EXERCISE OBJECTIVE
Render the material as a Markdown table with the columns Row and Line, starting at the line containing "segment(query) provides the" and ending at the line containing "M 92 89 L 97". Number each line and leave out blank lines.
####
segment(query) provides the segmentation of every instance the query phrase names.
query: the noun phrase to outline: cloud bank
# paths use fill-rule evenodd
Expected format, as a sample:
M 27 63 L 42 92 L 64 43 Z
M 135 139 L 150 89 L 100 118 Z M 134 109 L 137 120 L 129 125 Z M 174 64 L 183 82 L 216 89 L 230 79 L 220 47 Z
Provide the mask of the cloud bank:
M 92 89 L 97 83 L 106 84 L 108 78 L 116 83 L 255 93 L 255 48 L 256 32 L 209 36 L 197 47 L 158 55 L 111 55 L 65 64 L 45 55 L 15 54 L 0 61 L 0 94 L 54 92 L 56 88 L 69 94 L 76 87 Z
####
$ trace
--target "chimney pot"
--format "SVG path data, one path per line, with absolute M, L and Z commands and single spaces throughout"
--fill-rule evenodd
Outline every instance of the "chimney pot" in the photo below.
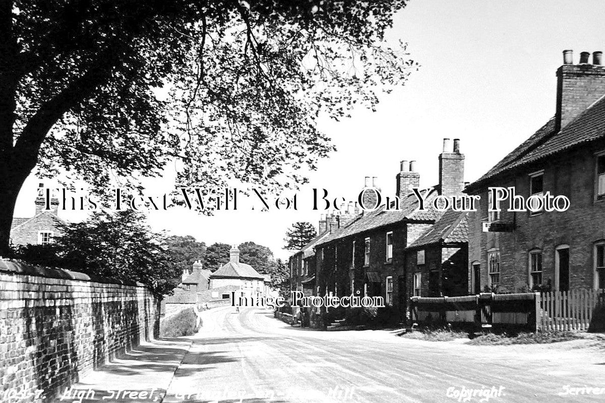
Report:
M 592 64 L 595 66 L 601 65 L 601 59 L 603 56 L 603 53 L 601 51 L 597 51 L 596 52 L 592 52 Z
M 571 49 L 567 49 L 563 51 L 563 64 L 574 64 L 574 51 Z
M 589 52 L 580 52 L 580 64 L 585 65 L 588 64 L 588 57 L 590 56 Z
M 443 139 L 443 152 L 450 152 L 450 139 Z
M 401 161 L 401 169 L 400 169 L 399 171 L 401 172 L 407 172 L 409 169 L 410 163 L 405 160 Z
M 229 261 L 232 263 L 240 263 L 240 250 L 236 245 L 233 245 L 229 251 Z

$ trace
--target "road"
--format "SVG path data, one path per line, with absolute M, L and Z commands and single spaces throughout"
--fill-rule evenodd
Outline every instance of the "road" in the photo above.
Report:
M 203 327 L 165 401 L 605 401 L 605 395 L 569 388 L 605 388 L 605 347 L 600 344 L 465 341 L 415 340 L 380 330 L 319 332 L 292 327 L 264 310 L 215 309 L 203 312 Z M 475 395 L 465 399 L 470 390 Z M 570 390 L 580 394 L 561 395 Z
####
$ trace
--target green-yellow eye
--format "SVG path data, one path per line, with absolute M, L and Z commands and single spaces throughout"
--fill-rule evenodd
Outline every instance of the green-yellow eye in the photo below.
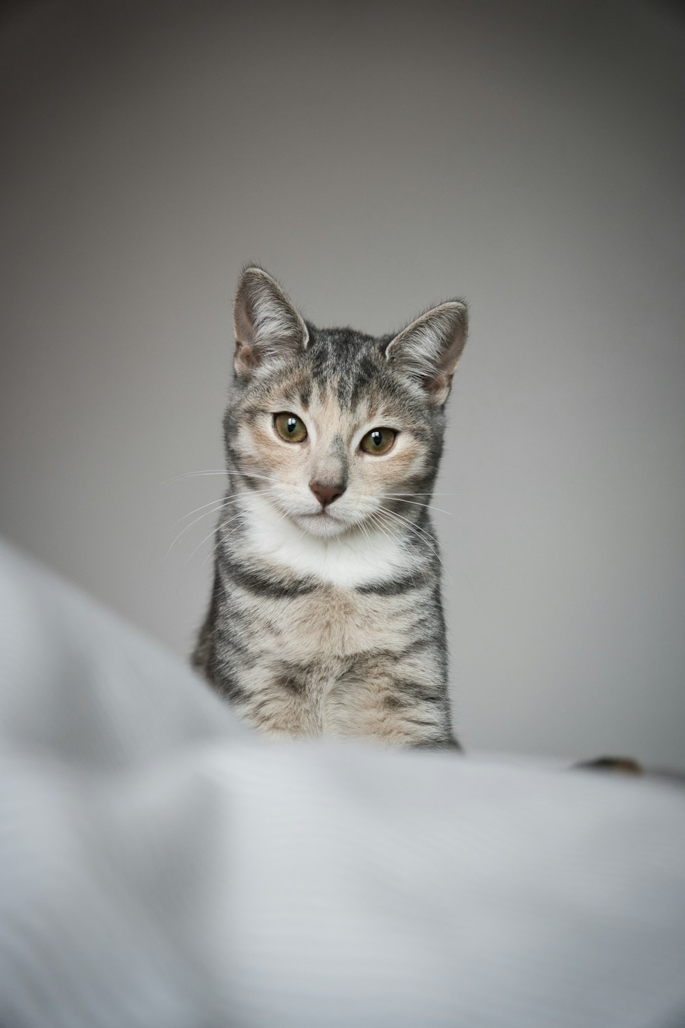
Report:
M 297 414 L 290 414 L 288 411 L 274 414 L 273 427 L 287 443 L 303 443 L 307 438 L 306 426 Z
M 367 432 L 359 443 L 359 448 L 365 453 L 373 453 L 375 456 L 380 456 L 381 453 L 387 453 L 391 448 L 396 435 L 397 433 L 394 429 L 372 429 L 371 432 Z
####
WORKED SOLUTION
| Row | Line |
|---|---|
| 1 | segment(query) provides the segmentation of every instance the query phrase names. |
| 2 | query: the noun phrase to outline: cloud bank |
| 3 | # paths use fill-rule evenodd |
| 4 | Expected format, as a sample: |
| 5 | M 27 63 L 42 92 L 64 43 Z |
| 6 | M 135 139 L 150 89 L 100 118 Z M 134 109 L 137 120 L 129 125 Z M 174 64 L 183 82 L 216 89 L 230 79 L 220 47 Z |
| 7 | Provide the mask of the cloud bank: |
| 8 | M 92 89 L 97 83 L 106 84 L 108 78 L 116 83 L 255 93 L 255 48 L 256 32 L 209 36 L 197 47 L 158 55 L 111 55 L 65 64 L 45 55 L 15 54 L 0 61 L 0 94 L 54 92 L 56 88 L 69 94 L 76 87 Z |